(Punktbasierte Annotationsdaten)
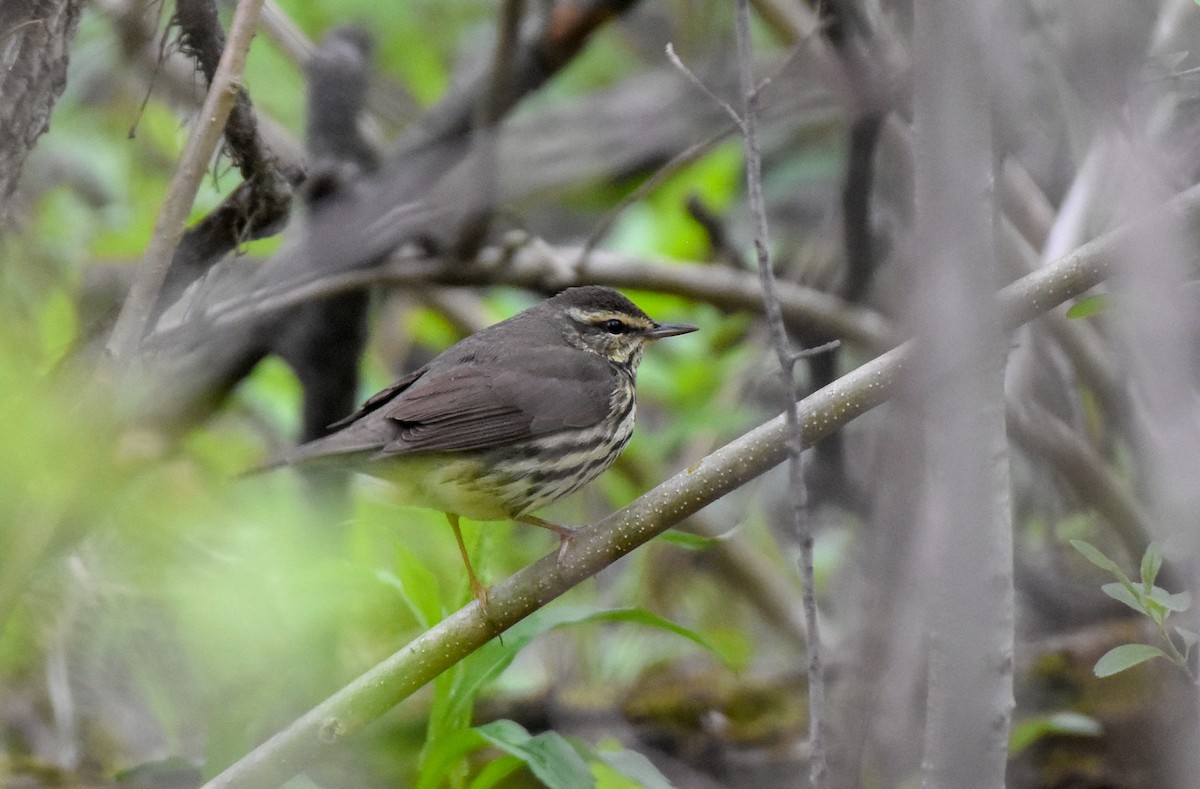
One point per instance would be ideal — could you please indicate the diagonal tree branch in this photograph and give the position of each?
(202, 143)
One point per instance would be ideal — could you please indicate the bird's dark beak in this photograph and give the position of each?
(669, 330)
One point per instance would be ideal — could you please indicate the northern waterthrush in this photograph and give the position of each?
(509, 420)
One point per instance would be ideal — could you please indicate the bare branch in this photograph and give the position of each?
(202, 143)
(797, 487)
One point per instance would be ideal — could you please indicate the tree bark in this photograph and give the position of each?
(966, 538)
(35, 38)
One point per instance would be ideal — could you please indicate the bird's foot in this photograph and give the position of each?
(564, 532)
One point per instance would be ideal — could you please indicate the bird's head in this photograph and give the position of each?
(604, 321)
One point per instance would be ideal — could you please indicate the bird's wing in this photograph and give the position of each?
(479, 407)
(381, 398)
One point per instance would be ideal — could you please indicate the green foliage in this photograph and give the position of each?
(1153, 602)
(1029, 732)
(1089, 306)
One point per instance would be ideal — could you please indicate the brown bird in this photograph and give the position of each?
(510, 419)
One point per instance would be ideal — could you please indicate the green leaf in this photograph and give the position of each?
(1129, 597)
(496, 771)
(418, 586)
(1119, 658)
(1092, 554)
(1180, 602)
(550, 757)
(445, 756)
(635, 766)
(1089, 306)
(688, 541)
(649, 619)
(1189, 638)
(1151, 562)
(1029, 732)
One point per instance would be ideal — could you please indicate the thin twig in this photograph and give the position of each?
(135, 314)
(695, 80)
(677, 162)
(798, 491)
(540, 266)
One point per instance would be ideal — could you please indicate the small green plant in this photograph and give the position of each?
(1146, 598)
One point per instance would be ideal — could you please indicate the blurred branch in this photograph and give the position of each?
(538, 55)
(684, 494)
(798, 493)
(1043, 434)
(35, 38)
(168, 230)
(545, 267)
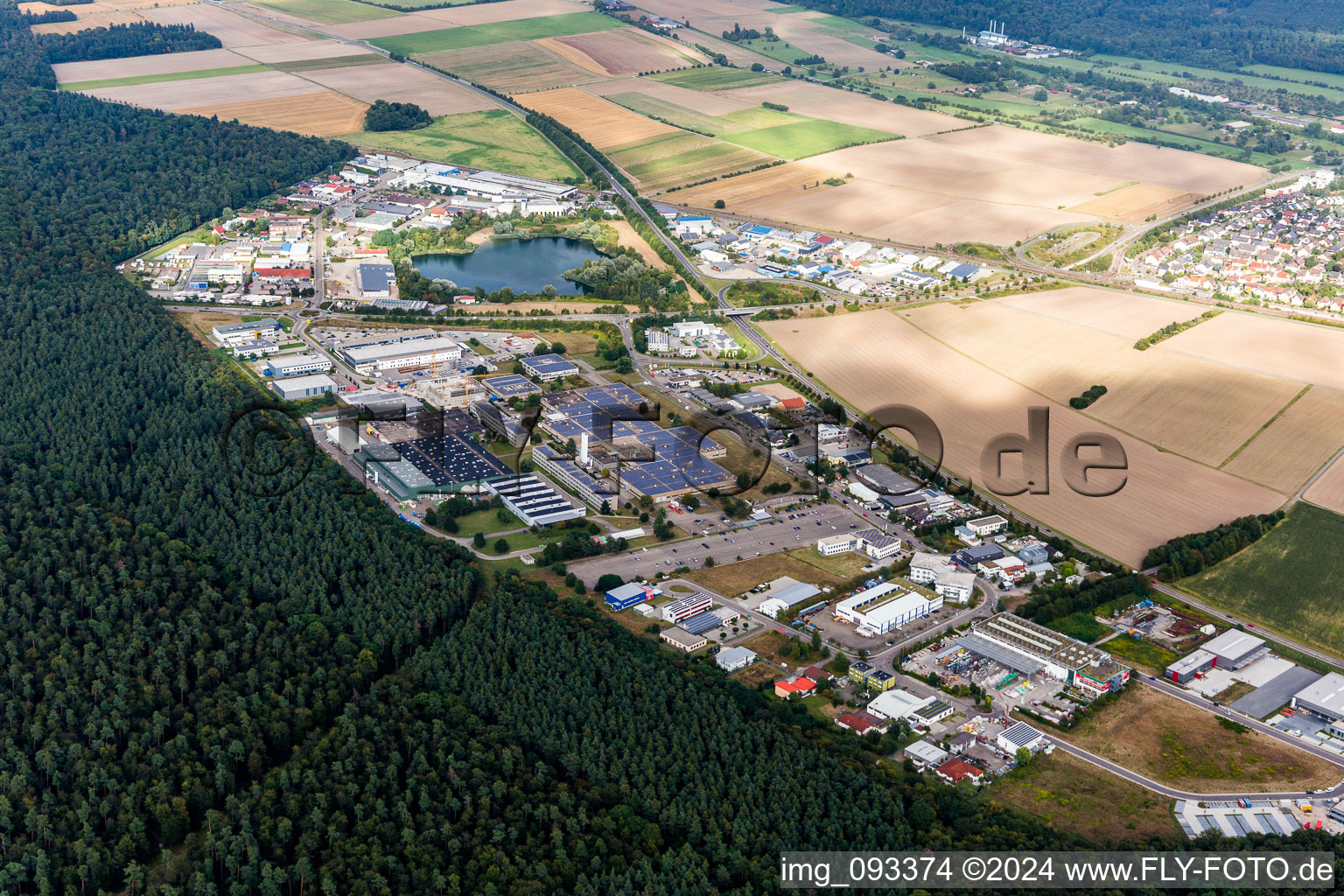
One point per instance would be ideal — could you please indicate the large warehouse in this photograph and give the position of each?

• Aufgabendetails: Gib den Abschnitt von der Zeile mit „indicate the thin“ bis einschließlich der letzten Zeile vollständig wieder und verschiebe dabei jede Zahl in den Koordinaten um 124 nach oben. Lass die Bilder in deiner Ausgabe weg.

• Antwort:
One point per instance would be ideal — could you please indicate the thin twig in this photograph and give the position of each?
(259, 438)
(819, 204)
(801, 286)
(922, 615)
(664, 390)
One point per instance would be ideal — could you please indicate the small green plant in this photograph and give the position of each?
(1270, 722)
One point per instance would be ideal — could you please indicate the blurred branch in this photograph and give the position of each?
(662, 179)
(808, 618)
(922, 617)
(1167, 558)
(159, 162)
(292, 354)
(669, 391)
One point per instance would be ideal — could you please indicate the large warehouse in this photograph and give the position of each?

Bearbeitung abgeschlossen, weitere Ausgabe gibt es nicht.